Goal: Copy each of the following rows word for word, keeping every line as it stands.

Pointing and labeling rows
---------------

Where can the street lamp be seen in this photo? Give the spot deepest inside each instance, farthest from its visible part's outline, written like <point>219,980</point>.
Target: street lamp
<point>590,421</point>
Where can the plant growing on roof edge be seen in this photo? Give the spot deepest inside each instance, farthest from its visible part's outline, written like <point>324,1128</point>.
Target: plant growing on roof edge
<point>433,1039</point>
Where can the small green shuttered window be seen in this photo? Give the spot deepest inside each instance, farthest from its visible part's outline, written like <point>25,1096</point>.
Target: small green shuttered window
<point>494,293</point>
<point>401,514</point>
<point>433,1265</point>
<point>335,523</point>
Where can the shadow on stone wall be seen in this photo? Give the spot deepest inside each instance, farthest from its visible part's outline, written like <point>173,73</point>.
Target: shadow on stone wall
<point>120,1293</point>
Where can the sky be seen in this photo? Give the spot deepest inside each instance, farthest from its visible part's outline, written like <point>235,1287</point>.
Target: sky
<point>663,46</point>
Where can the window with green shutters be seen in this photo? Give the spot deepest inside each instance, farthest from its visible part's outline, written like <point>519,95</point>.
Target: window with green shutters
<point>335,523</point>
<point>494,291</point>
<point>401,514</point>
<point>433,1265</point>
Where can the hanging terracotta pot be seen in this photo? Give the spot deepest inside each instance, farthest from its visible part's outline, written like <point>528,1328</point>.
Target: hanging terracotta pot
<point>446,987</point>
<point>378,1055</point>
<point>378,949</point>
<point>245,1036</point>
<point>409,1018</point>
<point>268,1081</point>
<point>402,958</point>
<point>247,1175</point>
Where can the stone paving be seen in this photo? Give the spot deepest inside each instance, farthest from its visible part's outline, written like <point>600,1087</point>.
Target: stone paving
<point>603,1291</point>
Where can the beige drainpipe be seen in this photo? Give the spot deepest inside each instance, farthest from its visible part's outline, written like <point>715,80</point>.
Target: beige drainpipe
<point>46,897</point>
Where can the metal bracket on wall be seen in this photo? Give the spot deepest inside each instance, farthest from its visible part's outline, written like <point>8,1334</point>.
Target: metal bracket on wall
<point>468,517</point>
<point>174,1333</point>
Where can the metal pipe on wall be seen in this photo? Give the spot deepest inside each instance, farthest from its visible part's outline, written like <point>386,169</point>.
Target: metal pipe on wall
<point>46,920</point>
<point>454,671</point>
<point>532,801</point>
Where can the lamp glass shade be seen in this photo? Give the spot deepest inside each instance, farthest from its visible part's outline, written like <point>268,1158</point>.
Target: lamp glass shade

---------------

Task response:
Where can the street lamp be seen in this photo? Give the spot deepest inside each instance, farthest from its visible part's outline, written like <point>219,980</point>.
Target: street lamp
<point>590,421</point>
Where can the plant growing on roof edge be seen in this photo? Give the spot deepest inside each instance, farthest from its visible part's outline, written like <point>324,1128</point>.
Target: plant growing on roof edge
<point>433,1039</point>
Where can the small green shuttered window be seen in this photo? Give the spot deepest inside each instance, farthest from its visible part's outline, written like <point>25,1096</point>.
Target: small green shuttered window
<point>494,293</point>
<point>401,514</point>
<point>433,1265</point>
<point>335,523</point>
Where can the shadow on stone wall be seen in this photo? Give the spot deepest inside each instance, farthest from its visible part's outline, written like <point>173,73</point>.
Target: shadow on stone wall
<point>120,1293</point>
Where can the sky be seen in this photo? Give the spot deepest inside each instance, farthest from its visible part's outline, written like <point>235,1287</point>.
Target: sky
<point>663,46</point>
Where can the window with green shutters be seen in this photo? Give the spot deepest inside each instance, farthest from its visible part's outline, written like <point>519,95</point>.
Target: window with green shutters
<point>335,523</point>
<point>494,291</point>
<point>401,514</point>
<point>433,1265</point>
Where can the hanging terracotta pot be seen in this photo? Give the spot deepest inside each instance, farthest from its visible part's outline, written like <point>528,1328</point>.
Target: hanging terracotta pot
<point>446,987</point>
<point>378,1055</point>
<point>378,949</point>
<point>245,1036</point>
<point>409,1018</point>
<point>268,1081</point>
<point>402,958</point>
<point>247,1175</point>
Where can the stone paving be seen in this photo? Give the spot deepest inside each instance, farthest from its visible part's outline, written like <point>600,1087</point>.
Target: stone paving
<point>603,1291</point>
Where can the beige drainpipe be seen in this photo? Give the spot deepest inside each instance, farthest from its visible part's outline, written like <point>715,80</point>.
Target: beige drainpipe
<point>46,897</point>
Where can the metal bracket on wall be seen in this photo? Give the spot deepest inside each instance, farthest from its visible part's outline, written like <point>8,1334</point>.
Target: metal bracket on wall
<point>468,517</point>
<point>174,1333</point>
Where can the metal pipe on wall be seen in this photo? Give the spot deepest inside each instance, farthest from its visible part's outline, written like <point>386,169</point>.
Target: metal pipe on wall
<point>46,920</point>
<point>454,671</point>
<point>532,801</point>
Where can the lamp glass shade be seen in this photo? Give the spot deepest inside each instance, farthest from its visible part's outline, written like <point>268,1158</point>.
Target: lamp glass shade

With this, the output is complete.